Brief 1 ->
In the breast screening abstract below, list every attribute used to describe the national breast screening programme.
Brief 2 ->
Write the next part of the breast screening abstract below, picking up after its final sentence.

Extracted text ->
######
Vass C, Rigby D, Campbell S, Tate K, Stewart A, Payne K. Using eye-tracking methods to investigate the framing of risk attributes in discrete choice experiments. Poster presented at the 37th Annual Meeting of the Society for Medical Decision Making (SMDM); October 18, 2015. St. Louis, MO.


PURPOSE: To understand if, and how, the framing of risk in a discrete choice experiment (DCE) for a national breast screening programme (NBSP) affects respondents’ decision-making heuristics and strategies.

METHOD: A DCE was designed and piloted (n=15) to elicit the preferences of a purposive sample of female members of the public (recruited by in local cafes and from the internet) for a NBSP described by two risk attributes (probability of detecting a cancer and risk of unnecessary treatment) and an out-of-pocket cost attribute. Two survey versions were created with risk attributes framed as: (A) a percentage or (B) a percentage and icon array. Women completed the DCE in a university laboratory whilst their eye movements were tracked and monitored. After completing the last choice question, participants answered a debriefing survey comprising questions about: personal characteristics; choices made; self-reported attribute non-attendance (ANA). Respondent’s eye-movements were tracked throughout the experiment by recording a series of co-ordinates 1,000 times a second and pupil size. Eye-tracking data were analysed in terms of: direction of movement (saccades); total visual attention (dwell time) to pre-defined areas of interest; and change in pupil size (dilation).
######
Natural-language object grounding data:

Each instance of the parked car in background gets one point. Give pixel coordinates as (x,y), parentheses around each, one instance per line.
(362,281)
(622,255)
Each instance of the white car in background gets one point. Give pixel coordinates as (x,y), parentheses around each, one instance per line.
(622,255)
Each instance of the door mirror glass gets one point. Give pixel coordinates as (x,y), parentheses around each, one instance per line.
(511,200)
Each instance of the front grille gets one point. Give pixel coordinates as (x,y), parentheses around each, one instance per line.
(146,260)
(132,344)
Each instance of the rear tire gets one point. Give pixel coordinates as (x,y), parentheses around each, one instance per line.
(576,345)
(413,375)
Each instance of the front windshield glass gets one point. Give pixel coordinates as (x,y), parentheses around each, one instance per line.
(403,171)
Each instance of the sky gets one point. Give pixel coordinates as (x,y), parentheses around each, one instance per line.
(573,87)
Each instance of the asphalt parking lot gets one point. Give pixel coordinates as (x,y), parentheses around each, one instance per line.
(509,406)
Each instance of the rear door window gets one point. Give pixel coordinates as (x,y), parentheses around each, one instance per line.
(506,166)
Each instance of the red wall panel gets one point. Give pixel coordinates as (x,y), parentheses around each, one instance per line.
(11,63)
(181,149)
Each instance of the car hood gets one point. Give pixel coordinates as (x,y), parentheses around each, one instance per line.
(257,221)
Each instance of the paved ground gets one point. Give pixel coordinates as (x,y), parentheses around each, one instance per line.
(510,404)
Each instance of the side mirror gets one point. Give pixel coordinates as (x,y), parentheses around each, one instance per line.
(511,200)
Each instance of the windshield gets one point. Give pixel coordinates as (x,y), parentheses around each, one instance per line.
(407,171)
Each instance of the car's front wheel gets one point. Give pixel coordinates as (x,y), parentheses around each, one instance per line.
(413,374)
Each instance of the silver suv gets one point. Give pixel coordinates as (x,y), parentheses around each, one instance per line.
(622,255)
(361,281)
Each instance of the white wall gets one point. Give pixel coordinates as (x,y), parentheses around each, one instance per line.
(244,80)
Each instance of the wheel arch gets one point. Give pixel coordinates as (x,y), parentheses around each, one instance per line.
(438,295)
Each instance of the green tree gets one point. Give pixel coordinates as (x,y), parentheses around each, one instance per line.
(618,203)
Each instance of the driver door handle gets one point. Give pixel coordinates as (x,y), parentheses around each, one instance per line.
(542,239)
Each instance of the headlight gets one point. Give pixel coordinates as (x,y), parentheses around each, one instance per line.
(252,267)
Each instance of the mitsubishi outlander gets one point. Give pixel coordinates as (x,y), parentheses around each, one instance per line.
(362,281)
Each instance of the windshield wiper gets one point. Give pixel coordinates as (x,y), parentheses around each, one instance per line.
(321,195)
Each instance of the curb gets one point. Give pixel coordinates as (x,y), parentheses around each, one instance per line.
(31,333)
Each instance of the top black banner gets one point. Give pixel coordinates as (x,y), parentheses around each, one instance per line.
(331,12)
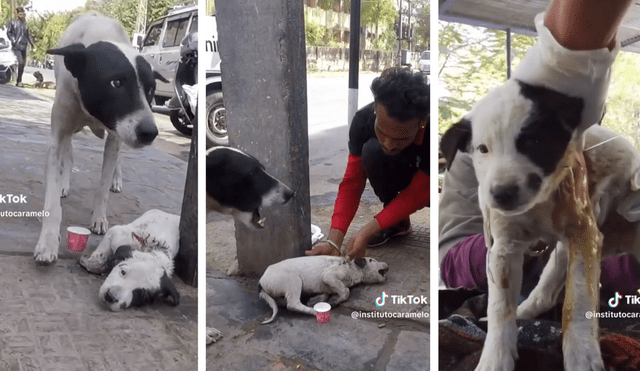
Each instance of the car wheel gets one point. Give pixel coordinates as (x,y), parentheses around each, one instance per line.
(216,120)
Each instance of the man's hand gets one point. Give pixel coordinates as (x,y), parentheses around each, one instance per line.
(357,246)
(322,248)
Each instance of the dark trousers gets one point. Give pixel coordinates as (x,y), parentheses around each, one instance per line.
######
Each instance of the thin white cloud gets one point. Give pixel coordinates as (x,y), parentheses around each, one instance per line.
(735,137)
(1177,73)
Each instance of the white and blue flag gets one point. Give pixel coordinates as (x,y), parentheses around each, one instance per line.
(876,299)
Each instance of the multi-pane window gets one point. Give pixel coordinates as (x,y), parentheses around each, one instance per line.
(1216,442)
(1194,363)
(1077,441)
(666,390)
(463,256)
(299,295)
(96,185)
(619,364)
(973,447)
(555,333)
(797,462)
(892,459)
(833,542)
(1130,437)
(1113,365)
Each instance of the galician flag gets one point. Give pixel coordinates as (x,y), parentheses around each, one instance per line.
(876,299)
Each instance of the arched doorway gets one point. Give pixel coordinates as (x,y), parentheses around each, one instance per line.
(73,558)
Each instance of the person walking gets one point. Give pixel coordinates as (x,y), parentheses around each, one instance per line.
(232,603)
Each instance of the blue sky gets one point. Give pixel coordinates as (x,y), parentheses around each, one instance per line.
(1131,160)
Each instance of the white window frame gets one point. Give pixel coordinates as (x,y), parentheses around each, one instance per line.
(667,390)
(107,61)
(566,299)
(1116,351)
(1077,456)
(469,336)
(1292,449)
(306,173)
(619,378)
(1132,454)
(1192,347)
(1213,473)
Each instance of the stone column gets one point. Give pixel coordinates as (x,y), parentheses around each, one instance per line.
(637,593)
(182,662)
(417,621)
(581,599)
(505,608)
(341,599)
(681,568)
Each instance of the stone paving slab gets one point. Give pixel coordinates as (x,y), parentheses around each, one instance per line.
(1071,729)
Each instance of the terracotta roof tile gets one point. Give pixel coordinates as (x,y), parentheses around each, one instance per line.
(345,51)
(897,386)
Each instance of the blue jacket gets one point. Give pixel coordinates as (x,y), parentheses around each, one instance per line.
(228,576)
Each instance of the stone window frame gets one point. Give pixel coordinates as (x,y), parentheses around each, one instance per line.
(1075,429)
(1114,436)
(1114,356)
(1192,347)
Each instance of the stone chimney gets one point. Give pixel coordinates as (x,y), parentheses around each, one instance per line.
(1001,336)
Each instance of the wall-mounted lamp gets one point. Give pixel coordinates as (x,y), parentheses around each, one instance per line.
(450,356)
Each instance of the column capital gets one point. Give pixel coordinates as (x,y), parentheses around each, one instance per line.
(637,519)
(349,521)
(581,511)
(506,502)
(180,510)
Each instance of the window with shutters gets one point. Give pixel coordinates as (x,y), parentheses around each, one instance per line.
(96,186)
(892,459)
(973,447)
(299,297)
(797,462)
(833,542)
######
Response area 1 ->
- Probability of detecting a cancer
- Risk of unnecessary treatment
- Out-of-pocket cost

Response area 2 ->
RESULT: In total, 40 women (20 randomised each to survey versions A and B) completed the DCE with eye-tracking. Respondents gave more visual attention, suggesting information processing, to attributes when risk was communicated with an icon array compared to a percentage only; however, these differences were not significant. All respondents made more horizontal (left-right) eye movements than vertical (up-down), although respondents who received the icon array version exhibited significantly more vertical eye-movements (49% v 44% of saccades). Average (mean) pupil size was smaller for respondents receiving the icon array version. The eye-tracking data confirmed the self-reported ANA to the risk attributes, with those reporting not attending the risk of unnecessary follow-up attribute having 25% lower dwell times for this attribute and those reporting not attending the probability of detecting a cancer attribute having a 40% shorter dwell time for this attribute.

CONCLUSION: This study demonstrates that eye-tracking methods can be used to understand attention and attendance to information presented in a DCE, and how this compares to self-reported measures. The results suggest that risk attribute framing can have an impact on the strategies and heuristics of respondents.